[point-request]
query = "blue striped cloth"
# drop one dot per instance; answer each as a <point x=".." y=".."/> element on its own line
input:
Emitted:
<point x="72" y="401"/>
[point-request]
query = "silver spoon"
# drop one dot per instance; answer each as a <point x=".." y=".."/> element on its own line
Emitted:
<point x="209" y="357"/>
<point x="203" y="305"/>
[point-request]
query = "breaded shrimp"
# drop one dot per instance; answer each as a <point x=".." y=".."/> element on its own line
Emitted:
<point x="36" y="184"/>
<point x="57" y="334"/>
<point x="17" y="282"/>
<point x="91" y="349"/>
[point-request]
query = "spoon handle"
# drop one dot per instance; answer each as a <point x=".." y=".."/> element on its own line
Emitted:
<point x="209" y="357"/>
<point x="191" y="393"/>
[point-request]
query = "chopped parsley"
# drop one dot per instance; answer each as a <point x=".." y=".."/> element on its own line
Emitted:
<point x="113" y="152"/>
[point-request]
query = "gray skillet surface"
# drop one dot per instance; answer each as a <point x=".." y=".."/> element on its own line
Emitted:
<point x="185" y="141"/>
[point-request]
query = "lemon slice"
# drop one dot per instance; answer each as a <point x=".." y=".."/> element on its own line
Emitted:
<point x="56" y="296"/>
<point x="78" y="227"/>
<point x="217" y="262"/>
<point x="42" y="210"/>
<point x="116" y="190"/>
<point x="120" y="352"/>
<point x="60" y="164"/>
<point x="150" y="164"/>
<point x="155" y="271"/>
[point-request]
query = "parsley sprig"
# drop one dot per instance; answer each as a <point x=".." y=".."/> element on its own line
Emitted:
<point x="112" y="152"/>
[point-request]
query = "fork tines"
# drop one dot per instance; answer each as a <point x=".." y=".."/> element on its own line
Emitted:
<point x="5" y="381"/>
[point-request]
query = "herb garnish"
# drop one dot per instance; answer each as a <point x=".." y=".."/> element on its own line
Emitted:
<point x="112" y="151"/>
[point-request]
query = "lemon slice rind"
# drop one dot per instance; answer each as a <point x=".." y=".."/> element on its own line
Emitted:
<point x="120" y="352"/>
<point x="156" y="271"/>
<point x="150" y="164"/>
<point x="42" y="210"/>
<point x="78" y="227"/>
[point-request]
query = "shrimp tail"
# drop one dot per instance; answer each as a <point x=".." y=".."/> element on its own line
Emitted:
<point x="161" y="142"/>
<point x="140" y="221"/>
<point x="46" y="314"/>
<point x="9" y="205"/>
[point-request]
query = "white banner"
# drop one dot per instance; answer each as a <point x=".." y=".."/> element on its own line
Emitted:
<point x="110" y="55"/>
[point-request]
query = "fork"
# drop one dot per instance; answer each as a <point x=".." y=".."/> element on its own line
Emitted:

+ + +

Restate the records word for word, leaving nothing out.

EXPECTED ANSWER —
[point-request]
query = "blue striped cloth"
# drop one dot per instance; answer each as a <point x=".." y=".."/> element on its own line
input:
Emitted:
<point x="72" y="401"/>
[point-request]
query = "silver spoon"
# drop one dot per instance; answer each as a <point x=".." y=".."/> element on its own line
Emitted:
<point x="209" y="357"/>
<point x="203" y="305"/>
[point-request]
query = "breaded shrimp"
# drop one dot per instance; answer each as a <point x=".." y=".."/> element on its own line
Emitted:
<point x="36" y="184"/>
<point x="57" y="334"/>
<point x="17" y="282"/>
<point x="91" y="349"/>
[point-request]
query = "spoon handle"
# drop one dot per instance; answer each as a <point x=".." y=".."/> element on its own line
Emitted:
<point x="209" y="357"/>
<point x="191" y="393"/>
[point-request]
query = "chopped parsley"
# drop one dot per instance; answer each as a <point x=".." y=".."/> element on its own line
Emitted:
<point x="113" y="152"/>
[point-request]
query = "gray skillet surface"
# drop one dot per instance; answer each as a <point x=".." y=".."/> element on its own line
Emitted:
<point x="185" y="141"/>
[point-request]
query = "lemon slice"
# drop one dot per instance; answer each as a <point x=".." y=".."/> element on its own line
Emitted:
<point x="56" y="296"/>
<point x="78" y="227"/>
<point x="217" y="262"/>
<point x="42" y="210"/>
<point x="116" y="190"/>
<point x="120" y="352"/>
<point x="60" y="164"/>
<point x="150" y="164"/>
<point x="155" y="271"/>
[point-request]
query = "parsley sprig"
# drop one dot per instance; answer each as a <point x=".." y=".."/> element on its own line
Emitted:
<point x="112" y="152"/>
[point-request]
query = "fork tines"
# drop one dot per instance; answer each as a <point x=".." y=".."/> element on its own line
Emitted:
<point x="5" y="381"/>
[point-request]
query = "herb garnish"
# drop one dot per instance; answer each as a <point x=".." y=".."/> element on its own line
Emitted:
<point x="112" y="151"/>
[point-request]
query = "lemon slice rind"
# drop one dot per instance; answer each as a <point x=".." y=".."/> element on its own line
Emitted:
<point x="120" y="352"/>
<point x="156" y="271"/>
<point x="150" y="164"/>
<point x="42" y="210"/>
<point x="78" y="227"/>
[point-request]
query = "shrimp tail"
# drop one dot per instance; answer each as a <point x=".." y=".."/> element on its own line
Emitted:
<point x="161" y="142"/>
<point x="140" y="221"/>
<point x="46" y="314"/>
<point x="9" y="205"/>
[point-request]
query = "white banner"
# drop one dot per instance; answer each as a <point x=".." y=".."/> element on its own line
Emitted:
<point x="110" y="55"/>
[point-request]
query = "fork"
# drop one dot per instance; answer each as a <point x=".." y=".."/> element on its own line
Emitted:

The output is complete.